Copy every one of the following entries word for word, changing nothing.

[Start of Input material]

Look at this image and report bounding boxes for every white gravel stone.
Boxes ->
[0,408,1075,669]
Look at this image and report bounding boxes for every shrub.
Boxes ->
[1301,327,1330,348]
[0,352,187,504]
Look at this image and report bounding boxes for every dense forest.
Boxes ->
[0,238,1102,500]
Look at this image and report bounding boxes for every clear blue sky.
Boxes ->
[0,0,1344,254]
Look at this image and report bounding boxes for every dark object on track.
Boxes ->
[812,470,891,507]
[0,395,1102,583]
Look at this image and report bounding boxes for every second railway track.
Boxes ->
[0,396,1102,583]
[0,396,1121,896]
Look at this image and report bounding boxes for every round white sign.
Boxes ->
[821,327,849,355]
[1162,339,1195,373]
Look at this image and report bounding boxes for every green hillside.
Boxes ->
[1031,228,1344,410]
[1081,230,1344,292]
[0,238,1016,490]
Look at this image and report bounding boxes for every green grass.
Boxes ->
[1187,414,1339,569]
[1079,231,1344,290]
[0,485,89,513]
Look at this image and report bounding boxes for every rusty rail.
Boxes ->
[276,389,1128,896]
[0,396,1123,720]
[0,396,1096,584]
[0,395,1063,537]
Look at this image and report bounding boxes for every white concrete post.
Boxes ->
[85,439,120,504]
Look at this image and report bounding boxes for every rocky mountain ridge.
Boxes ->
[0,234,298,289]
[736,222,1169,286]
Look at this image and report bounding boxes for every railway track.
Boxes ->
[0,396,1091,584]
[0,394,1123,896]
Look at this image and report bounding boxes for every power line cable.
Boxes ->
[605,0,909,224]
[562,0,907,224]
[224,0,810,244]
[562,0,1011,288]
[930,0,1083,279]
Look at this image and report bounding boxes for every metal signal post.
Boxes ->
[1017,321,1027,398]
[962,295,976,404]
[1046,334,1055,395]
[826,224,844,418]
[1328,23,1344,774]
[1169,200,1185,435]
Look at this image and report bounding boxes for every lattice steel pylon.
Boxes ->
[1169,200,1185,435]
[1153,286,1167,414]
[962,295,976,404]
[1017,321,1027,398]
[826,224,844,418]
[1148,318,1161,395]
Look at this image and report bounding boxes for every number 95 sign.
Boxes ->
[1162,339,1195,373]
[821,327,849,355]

[End of Input material]

# [Solved exercise]
Look at this image and report bounding boxes for every white gravel stone.
Boxes ->
[0,408,1075,669]
Look at this image and report bounding boxes for every shrub.
Boxes ->
[1301,327,1330,348]
[0,352,187,504]
Look at this image and report bounding boxes for every dense forest.
Boxes ->
[0,238,1102,500]
Look at this image and report bounding boxes for every clear blue sky.
Boxes ->
[0,0,1344,254]
Look at this image and report bounding boxes for every dark object on track.
Boxes ->
[812,470,891,507]
[0,395,1102,583]
Look at this image and report bounding boxes for every second railway track.
Boxes ->
[0,396,1102,583]
[0,396,1121,896]
Look at this image and report bounding boxes for every round white sign.
Boxes ->
[821,327,849,355]
[1162,339,1195,373]
Look at this image and report bounding boxes for every green hillside.
Boxes ->
[1031,228,1344,410]
[1081,230,1344,292]
[0,238,1016,490]
Look at this image and report bounding boxes for every green grass.
Boxes ->
[1187,414,1339,569]
[1079,231,1344,290]
[0,485,89,513]
Look at this image and report bounding boxes for every rusty rail.
Boxes ->
[276,389,1128,896]
[0,396,1123,720]
[0,396,1096,584]
[0,395,1063,537]
Look at this image and report bounding boxes for every white concrete post.
Boxes ->
[85,439,120,504]
Look at this image and report bounding boxes for every rocky mountain ridge.
Boxes ->
[0,234,298,289]
[736,222,1169,286]
Look at this image and report bounding boxes for every railway track.
Boxes ->
[0,396,1091,584]
[0,394,1123,896]
Look at this image and report bounding boxes for every power line cable.
Boxes ->
[605,0,909,224]
[562,0,907,224]
[224,0,810,244]
[562,0,1011,288]
[930,0,1083,279]
Look at this image and report bounding boxes for every metal signal post.
Boxes ->
[1017,321,1027,398]
[962,295,976,404]
[1046,334,1055,395]
[826,224,844,418]
[1328,23,1344,774]
[1169,200,1185,435]
Look at this image and report bounding boxes for every lattice steel pylon.
Boxes ->
[1169,200,1185,435]
[1153,286,1167,414]
[962,295,976,404]
[1017,321,1027,398]
[826,224,844,418]
[1148,318,1161,395]
Look at this image and report bounding boxes for every number 95 sign.
Boxes ->
[1162,339,1195,373]
[821,327,849,355]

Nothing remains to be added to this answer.